◆ **SEITENTEXT**
---------------

• Willkommen im Forum „Tintenzirkel - das Fantasyautor:innenforum“.
 

Welche Szenen haben eine Daseinsberechtigung?

Begonnen von Guddy, 06. März 2014, 23:27:57

« vorheriges - nächstes »

0 Mitglieder und 1 Gast betrachten dieses Thema.

canis lupus niger

Zitat von: Vibulanius am 12. März 2014, 15:43:37
Ich denke, es gibt noch eine weitere Perspektive neben der reinen Betrachtung, im Sinne von "Brauch ich das jetzt für den Plot?" Das ist nämlich die eine Seite der Medaille, die wir Schreiberlinge einnehmen, die andere wäre die der Leser. Letztlich muss der Leser irgendwas von der Szene haben. Natürlich lesen viele Leute Bücher um der Geschichte oder der Figuren willens. Aber das ist nicht das einzige was sie begeistert.

Ach, was bin ich erleichtert, dass das noch jemand so sieht! Ich hatte schon das Gefühl, allein auf einsamer Flur zu stehen, weil ich so gerne Szenen schreibe, die nicht unbedingt plotrelevant sind, aber Spaß machen.
Stimmungen zu erleben, Personen kennenzulernen, teilzunehmen, Spaß zu haben, zu genießen, das ist mir beim Lesen beinahe so wichtig wie die Spannung. Ich bin ein Genussleser, der Geschichten, Charakter und ihre Welten auch um ihrer Selbst willen mag. Und ich gehe davon aus, dass es von meiner Sorte noch mehr gibt. Pratchett schrieb einmal über den Herrn der Ringe, dass die Hauptperson in Mittelerde die Mittelerde selber ist. Das kennzeichnet in meinen Augen tatsächlich das, was diesen ausschweifenden Roman trotz seiner Längen zum Kultroman gemacht hat.

---------------

◆ **ANGEZEIGTE DATEN**
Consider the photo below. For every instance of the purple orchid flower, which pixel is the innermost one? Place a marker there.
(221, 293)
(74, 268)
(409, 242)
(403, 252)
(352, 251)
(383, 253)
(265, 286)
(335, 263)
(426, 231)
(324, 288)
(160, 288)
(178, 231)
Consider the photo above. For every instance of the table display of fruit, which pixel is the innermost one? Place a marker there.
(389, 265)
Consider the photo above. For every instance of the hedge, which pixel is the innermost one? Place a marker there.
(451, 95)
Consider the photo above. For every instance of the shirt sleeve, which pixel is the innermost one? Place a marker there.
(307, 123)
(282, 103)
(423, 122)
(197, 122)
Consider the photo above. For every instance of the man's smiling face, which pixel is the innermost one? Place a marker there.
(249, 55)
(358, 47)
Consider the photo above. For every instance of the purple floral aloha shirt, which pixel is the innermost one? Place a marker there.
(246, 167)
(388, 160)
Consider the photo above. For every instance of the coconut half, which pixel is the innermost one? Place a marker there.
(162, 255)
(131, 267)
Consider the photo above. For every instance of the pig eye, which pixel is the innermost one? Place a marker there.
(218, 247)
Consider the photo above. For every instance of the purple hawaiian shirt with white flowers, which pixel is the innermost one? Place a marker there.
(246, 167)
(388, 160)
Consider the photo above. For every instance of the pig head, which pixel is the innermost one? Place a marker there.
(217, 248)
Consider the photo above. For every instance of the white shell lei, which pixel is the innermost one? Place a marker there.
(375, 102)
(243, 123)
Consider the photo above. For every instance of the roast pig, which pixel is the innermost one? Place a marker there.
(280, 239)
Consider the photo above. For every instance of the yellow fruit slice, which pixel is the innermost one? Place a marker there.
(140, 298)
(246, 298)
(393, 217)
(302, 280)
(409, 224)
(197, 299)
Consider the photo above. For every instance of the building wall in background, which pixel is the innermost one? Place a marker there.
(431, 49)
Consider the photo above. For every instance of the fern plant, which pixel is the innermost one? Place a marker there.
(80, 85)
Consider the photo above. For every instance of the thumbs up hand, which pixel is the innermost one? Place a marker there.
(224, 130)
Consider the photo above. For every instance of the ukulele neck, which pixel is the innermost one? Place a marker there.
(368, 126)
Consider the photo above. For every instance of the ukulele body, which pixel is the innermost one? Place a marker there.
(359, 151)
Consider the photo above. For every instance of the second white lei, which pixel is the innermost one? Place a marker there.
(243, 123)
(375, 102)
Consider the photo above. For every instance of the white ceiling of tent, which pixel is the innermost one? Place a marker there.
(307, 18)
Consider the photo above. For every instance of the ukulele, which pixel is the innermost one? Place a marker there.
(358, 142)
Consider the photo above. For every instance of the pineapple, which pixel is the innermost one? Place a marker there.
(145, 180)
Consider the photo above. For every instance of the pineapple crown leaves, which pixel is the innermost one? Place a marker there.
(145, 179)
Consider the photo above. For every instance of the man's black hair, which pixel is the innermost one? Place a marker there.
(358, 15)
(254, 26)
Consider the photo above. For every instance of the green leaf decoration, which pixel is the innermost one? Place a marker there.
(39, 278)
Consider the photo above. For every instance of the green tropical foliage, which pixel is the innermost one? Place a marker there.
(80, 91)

---------------

◆ **ZU ERLEDIGEN**
Geben Sie aus dem Seitentext die Passage von „Zitat von: Vibulanius“ bis „aber Spaß machen.“ wortgetreu wieder.

◆ **ERGEBNIS DER ÜBUNG**
Zitat von: Vibulanius am 12. März 2014, 15:43:37
Ich denke, es gibt noch eine weitere Perspektive neben der reinen Betrachtung, im Sinne von "Brauch ich das jetzt für den Plot?" Das ist nämlich die eine Seite der Medaille, die wir Schreiberlinge einnehmen, die andere wäre die der Leser. Letztlich muss der Leser irgendwas von der Szene haben. Natürlich lesen viele Leute Bücher um der Geschichte oder der Figuren willens. Aber das ist nicht das einzige was sie begeistert.

Ach, was bin ich erleichtert, dass das noch jemand so sieht! Ich hatte schon das Gefühl, allein auf einsamer Flur zu stehen, weil ich so gerne Szenen schreibe, die nicht unbedingt plotrelevant sind, aber Spaß machen.